Glad things seem a little brighter. Keep at it - these marriage are tough things to keep together sometimes!! x
 
good morning dieters & lurkers!

ok theres a couple things to write about so i'll get the most dramatic one out of the way...the marital issue i've been having. well, to put it in a nutshell, if thats possible, friday was a big row, went to bed angry and unsolved...sautrday afternoon, had the biggest row we've ever had in all 7 years we've been married. i felt so bad that my neighbors heard us, im assuming they did, ayways. i left the house and went for a long walk and a little time at the park with fynn...one of the mums in the playgroup met me there to chat. i came home a few hours later, we had both cooled off. ((clearly its what we needed)). it just got to the point where he said he couldnt be intimate with me ever cos he thinks it may be uncomfy, and that he doesnt think any counseling will help. ((i suspect this was him in the height of his feelings, needing time to himself without me badgering him, etc)) cos you know what some of us can be like: we want to know the answers right then and now and if its not what we wanna hear, well, we get irrate or frustrated. heheh.

soo, saturday evening, bedtime. he came in late, i was staring at the ceiling. 2am. we started chatting. and i took chance and reached over to touch his back...and we spent the night up, chatting and sorting out what we need to mend and how. sunday: we had some time apart, we had prior plans to do different things that day. it helped. the tie apart helped. to close the subject: things are ok now. and things arent totally fixed. but we are working on that. and it will take time as you all know. im just pleased that he had time to think about what we have and that its worth working hard for. :eek: :psiholog:

now!! onto the good stuff! today was weigh in day. i suspected this week wouldnt be very high of a loss as ive been skimping on the water and i was in a position twice this week to have a bit of food. like yesterday, out with the inlaws, i left the tetra at home, and we wetn to a lovely pub in Conwy...i had a green salad with dressing on the side. gave the croutons to fynn. hehehe. oh and i had a chicken breast the other night. soooo, a few more calories than i shouldve had and less water than i shouldve taken in means: 2lbs off this week! i really expected one. or to break even. i'm just 4lbs away from 3 stone gone. this weeks goal: lose those 4 lbs! get to the 3 stone mark!!

oh and i'm gonna do the xmas challenge....

ok, fynn is about to get into the tv cupboard! better run. hope you are all well!!!!

ciao 4 now!!!!
 
Hi Dis I am sorry to hear about you and hubbys problems, hopefully they will sort themselves out soon:) I know i can sympathise with you its defintaly not easy being married!! Anyway good on you for losing 2 lbs this week that is great i will keep fingers crossed for losing 4 to get to 3 stone. That is fab!! Keep up good work.:D
 
Morning Dis. Well done on the 2lb this week. With what you have had to put up with this week you have done so well to keep on track.

Supplied records »
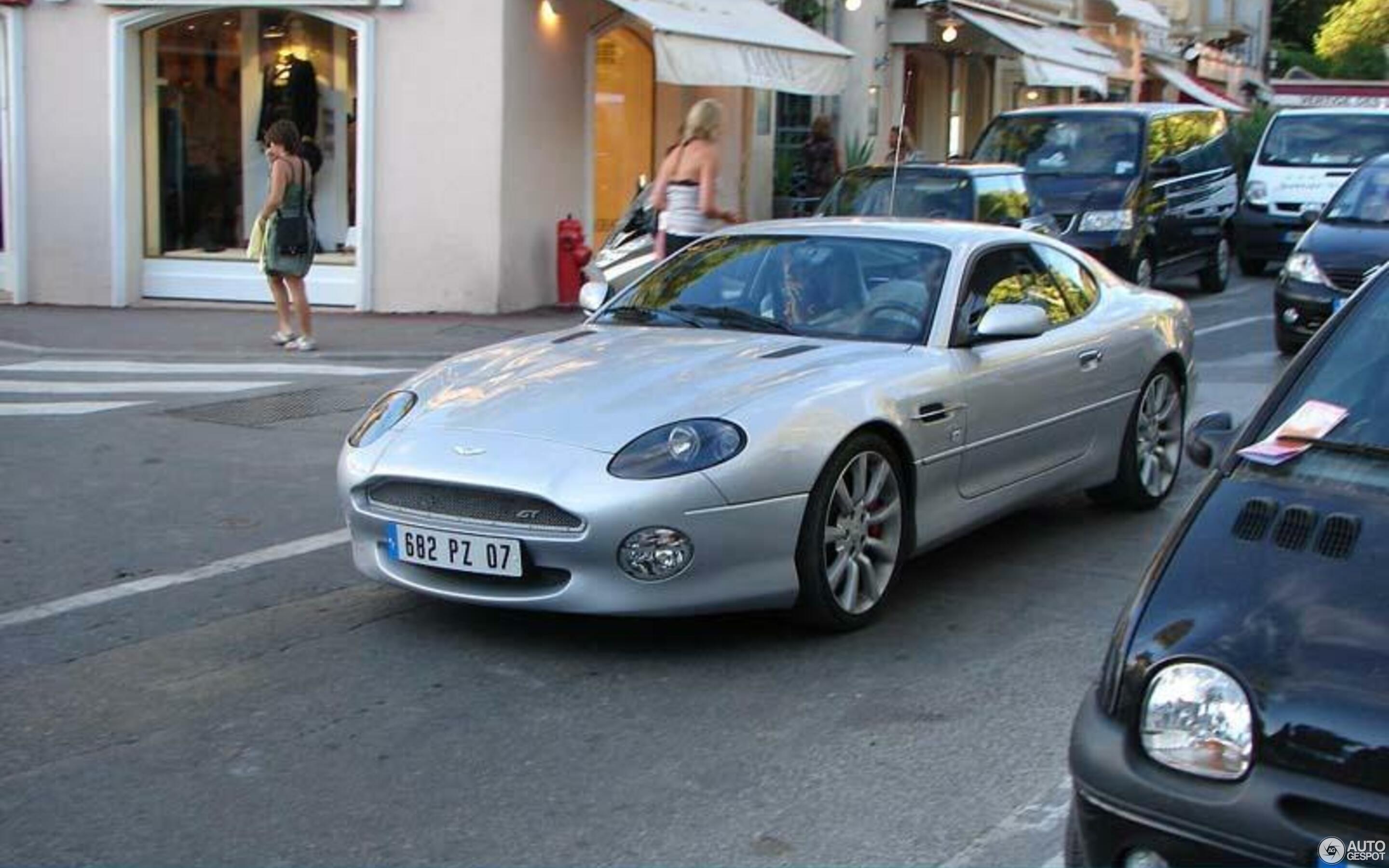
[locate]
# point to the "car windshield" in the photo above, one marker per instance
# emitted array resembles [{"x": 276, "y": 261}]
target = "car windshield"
[
  {"x": 826, "y": 286},
  {"x": 1064, "y": 144},
  {"x": 870, "y": 193},
  {"x": 1364, "y": 199},
  {"x": 1350, "y": 371},
  {"x": 1325, "y": 141}
]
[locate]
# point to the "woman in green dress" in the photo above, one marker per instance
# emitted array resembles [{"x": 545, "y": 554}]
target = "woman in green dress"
[{"x": 286, "y": 264}]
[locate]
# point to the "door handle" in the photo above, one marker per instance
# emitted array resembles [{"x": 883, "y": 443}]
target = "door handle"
[{"x": 928, "y": 414}]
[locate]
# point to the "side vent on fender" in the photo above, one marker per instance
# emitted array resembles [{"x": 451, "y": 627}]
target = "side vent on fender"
[
  {"x": 1338, "y": 537},
  {"x": 1253, "y": 521},
  {"x": 1294, "y": 528}
]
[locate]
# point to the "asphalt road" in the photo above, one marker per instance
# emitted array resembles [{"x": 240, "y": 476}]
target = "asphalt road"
[{"x": 288, "y": 713}]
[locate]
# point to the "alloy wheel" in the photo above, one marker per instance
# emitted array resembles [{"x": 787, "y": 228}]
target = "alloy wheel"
[
  {"x": 863, "y": 532},
  {"x": 1159, "y": 435}
]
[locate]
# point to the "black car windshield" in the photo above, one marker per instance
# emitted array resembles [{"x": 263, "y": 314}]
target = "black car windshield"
[
  {"x": 827, "y": 286},
  {"x": 1325, "y": 141},
  {"x": 1364, "y": 199},
  {"x": 1350, "y": 371},
  {"x": 870, "y": 193},
  {"x": 1064, "y": 144}
]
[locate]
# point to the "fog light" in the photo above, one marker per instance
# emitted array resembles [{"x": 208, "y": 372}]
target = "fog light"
[
  {"x": 654, "y": 555},
  {"x": 1144, "y": 859}
]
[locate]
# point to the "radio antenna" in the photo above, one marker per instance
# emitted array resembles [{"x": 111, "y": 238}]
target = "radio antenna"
[{"x": 897, "y": 149}]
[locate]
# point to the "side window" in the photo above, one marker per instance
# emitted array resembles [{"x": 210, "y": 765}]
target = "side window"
[
  {"x": 1077, "y": 285},
  {"x": 1002, "y": 199},
  {"x": 1012, "y": 275}
]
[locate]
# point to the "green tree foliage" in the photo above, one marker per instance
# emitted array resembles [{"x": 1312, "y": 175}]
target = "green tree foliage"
[{"x": 1350, "y": 28}]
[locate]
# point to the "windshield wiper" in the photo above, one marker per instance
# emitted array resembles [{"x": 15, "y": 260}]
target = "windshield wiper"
[
  {"x": 646, "y": 314},
  {"x": 735, "y": 318},
  {"x": 1372, "y": 450}
]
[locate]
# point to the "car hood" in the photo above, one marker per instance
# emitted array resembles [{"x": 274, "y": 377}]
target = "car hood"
[
  {"x": 1078, "y": 193},
  {"x": 1303, "y": 630},
  {"x": 602, "y": 387},
  {"x": 1347, "y": 246}
]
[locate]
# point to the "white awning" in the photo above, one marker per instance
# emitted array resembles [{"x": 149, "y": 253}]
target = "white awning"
[
  {"x": 1052, "y": 56},
  {"x": 1144, "y": 12},
  {"x": 1195, "y": 89},
  {"x": 739, "y": 43}
]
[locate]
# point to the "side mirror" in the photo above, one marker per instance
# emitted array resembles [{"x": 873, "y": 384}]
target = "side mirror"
[
  {"x": 1166, "y": 168},
  {"x": 1013, "y": 321},
  {"x": 592, "y": 296},
  {"x": 1209, "y": 439}
]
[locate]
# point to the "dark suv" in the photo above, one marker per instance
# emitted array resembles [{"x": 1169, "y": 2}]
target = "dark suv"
[
  {"x": 1149, "y": 190},
  {"x": 988, "y": 193}
]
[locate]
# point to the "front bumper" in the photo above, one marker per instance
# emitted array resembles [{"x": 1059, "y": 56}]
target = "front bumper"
[
  {"x": 744, "y": 553},
  {"x": 1313, "y": 302},
  {"x": 1274, "y": 817},
  {"x": 1260, "y": 235}
]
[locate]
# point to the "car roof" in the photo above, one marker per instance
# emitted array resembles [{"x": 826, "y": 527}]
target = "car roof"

Given problem 1 » Write out the passage from the forum thread between "now!! onto the" and "are all well!!!!", inclusive.
Given problem 2 » In the forum thread, what did the poster order at the pub in Conwy?
Given problem 3 » Give what follows in the forum thread, starting after its last sentence.

Final result 1 »
now!! onto the good stuff! today was weigh in day. i suspected this week wouldnt be very high of a loss as ive been skimping on the water and i was in a position twice this week to have a bit of food. like yesterday, out with the inlaws, i left the tetra at home, and we wetn to a lovely pub in Conwy...i had a green salad with dressing on the side. gave the croutons to fynn. hehehe. oh and i had a chicken breast the other night. soooo, a few more calories than i shouldve had and less water than i shouldve taken in means: 2lbs off this week! i really expected one. or to break even. i'm just 4lbs away from 3 stone gone. this weeks goal: lose those 4 lbs! get to the 3 stone mark!!

oh and i'm gonna do the xmas challenge....

ok, fynn is about to get into the tv cupboard! better run. hope you are all well!!!!

Final result 2 » A green salad with dressing on the side.

Final result 3 »
Really glad you managed to have a talk with hubby. Sometimes we do say really hurtful things to each other in the heat of the moment and then regret it when we have had time to calm down. I do hope that things mend soon for you.

Well done for taking up the Christmas Challenge, although you havent quite got 3 stone left to lose so you should be at goal and maintaining by Xmas. How cool is that going to be!

Have a good day today Dis.

xxx
 
Hi Dis I am sorry to hear about you and hubbys problems, hopefully they will sort themselves out soon:) I know i can sympathise with you its defintaly not easy being married!! Anyway good on you for losing 2 lbs this week that is great i will keep fingers crossed for losing 4 to get to 3 stone. That is fab!! Keep up good work.:D


thank you TF! ;) hope you are doing well today also.
oh and yes, things are smoothing out, slowly but surely, with the hubby. like everything worth keep hold of, it will take time. very much like this diet!
take care!
 
xmas challenge..

hiya sam! i'll let you in on a little secret:
the goal i have set on my ticker is my first major goal. once i get to that goal (or, rather, the 3 stone xmas challenge) i'll re-evaluate the situation and make the decision to go down to bmi 25 instead of just 27.

in fact, i'll just change it now to reflect the xmas challenge to save myself from forgetting the goal! plus i've heard that the recommendation is to lose more than your goal due to the high percentage of regaining a little (hopefully only a little) once we get back to normal food. only makes sense, really!

i hope you are well..i'm going to pop into your diary in just a mo to see how you are. chat soon!


 
i thought the xmas ticker would add to the goal...the aim of it all. hey whatever helps right??

and also, looking forward to a slimmer xmas. i didnt start celebrating xmas until i was 17 or 18 years old and thats about when i started to balloon, but thats a whoooooole different chat show topic! anyways, i'm really really looking forward to getting clothes (as people always get me for xmas and i'm grateful) but ones that dont say 3x (american generic fat girl sizes) and 22/24, xxxl, etc etc.

its a motivating dream, isnt it? all within reach.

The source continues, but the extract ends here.